--- START OF PASSAGE SHOWN ---
This press release from Goldberg Auctioneers describes highlights from the Mel Wacks Collection of Ancient Judaean and Related Coins, being sold by Goldberg Auctioneers.
Treasures from the Mel Wacks Collection of Ancient Judaean and Related
Coins to be Sold by Goldberg Auctioneers at the Upcoming New York
International Numismatic Convention, January 14-16, 2020
Like the ad slogan: "You never actually own a Patek Philippe. You merely look after it for the next generation," Mel Wacks has indicated that he has gained great
satisfaction in owning 2,000 year-old Judaean and related coins for over 50 years – and now it is time to pass them along to the next generation. Mel goes on to say that “There is
nothing quite as thrilling as holding a coin in your hand that could have been used by the fighters for Judaean independence in the Maccabean uprising, or during the First or
Second Judaean Revolts. Even the Roman coins inscribed ‘Judaea’ or a variant thereof are proof that this was the ancient Jewish homeland.”
The following coins are among those that will be featured by Goldberg Auctioneers at the Upcoming New York International Numismatic Convention, January 14-16, 2020. The
historical backgrounds have been taken largely from Mel Wacks’ Handbook of Biblical Numismatics, which is available free at www.amuseum.org/book. All of the coins in the Mel Wacks Collection, and other lots can eventually be viewed and bid on at www.goldbergcoins.com. You can get the printed catalog free by calling 800-978-2646 or emailing firstname.lastname@example.org, and mention that you
read about this sale in E-Sylum.
First Judaean Revolt, Shekel (Silver), “Year 3,” 68/69 C.E
When the Jewish Revolt broke out in 66 CE, the revolutionaries quickly captured the holy city of Jerusalem, thus assuring them access to the great Temple for religious purposes
and to its vast treasury as well. From the silver therein - presumably consisting of Tyrian coins paid in taxes over the years - they struck the most famous of all Jewish coins -
in shekel and half shekel denominations. These handsome coins are the first truly Jewish silver coins. They feature a chalice on one side with the year of the revolt above,
surrounded by the ancient Hebrew inscription "Shekel of Israel." Three budding pomegranates are featured on the reverse, with the inscription "Jerusalem the
Purchased from Hans Schulman Auction, 5/5/63.
Judaea Capta, Vespasian, Aureus (Gold), after 70/71 C.E.
--- END OF PASSAGE SHOWN ---
--- START OF DATA LINES ---
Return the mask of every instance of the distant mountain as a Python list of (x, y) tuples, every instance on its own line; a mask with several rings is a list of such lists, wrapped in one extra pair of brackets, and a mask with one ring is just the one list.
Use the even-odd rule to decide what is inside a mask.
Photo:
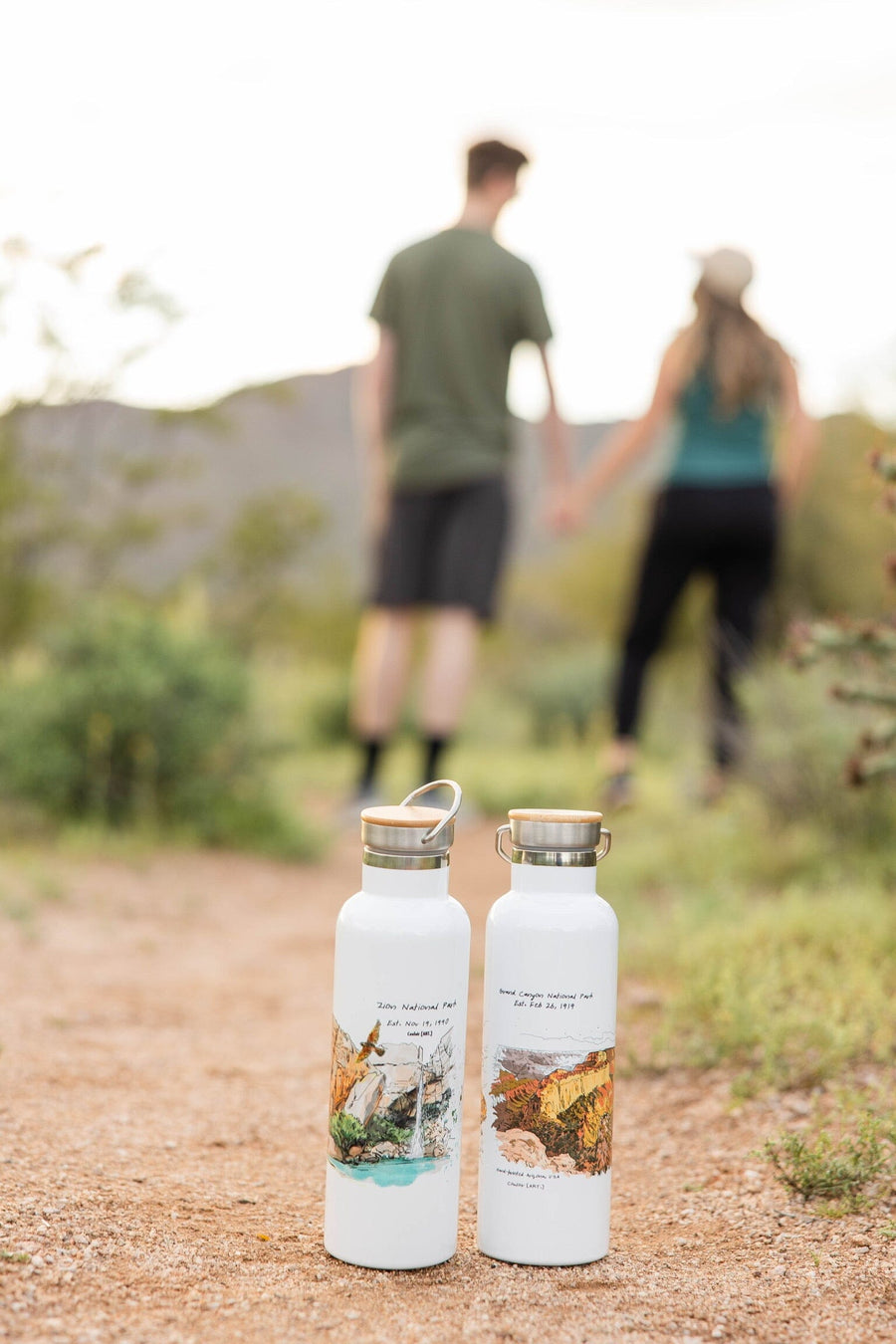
--- END OF DATA LINES ---
> _TASK_: Write the next part of the press release about the Mel Wacks coin auction, starting after its final line. The material after the press release is separate from it.

> _FINAL ANSWER_:
Soon after the Temple at Jerusalem was razed by the victorious troops led by Titus in 70 CE, his father - Emperor Vespasian - launched an extensive issue of coins commemorating
the hard fought Roman victory over the tiny Jewish nation. The design elements of this gold aureus are a palm tree and a seated figure of a female (allegorical representative of
Judaea) in an attitude of mourning. The depiction on this coin may reflect the prophesy of Isaiah (c. 700 BCE): "For Jerusalem is ruined, and Judah is fallen ... Thy men
shall fall by the sword and thy mighty in the war. And her gates shall lament and mourn, and she being desolate shall sit upon the ground" (Isaiah 3:8, 25-26).
Purchased from Jacques Schulman, date unknown.
Fisci Judaici, Nerva, Sestertius (Bronze), 96 C.E.
In 70 CE, after the fall of Jerusalem, many thousands of Jews were taken to Rome as slaves and others were exiled from Judaea. Rome took over the collection of the annual
Jewish head tax, which had been a half shekel (equivalent to two Roman denarii). The Romans collected this tax with much zeal ... so much so that it caused embarrassment to Jews
and non-Jews alike.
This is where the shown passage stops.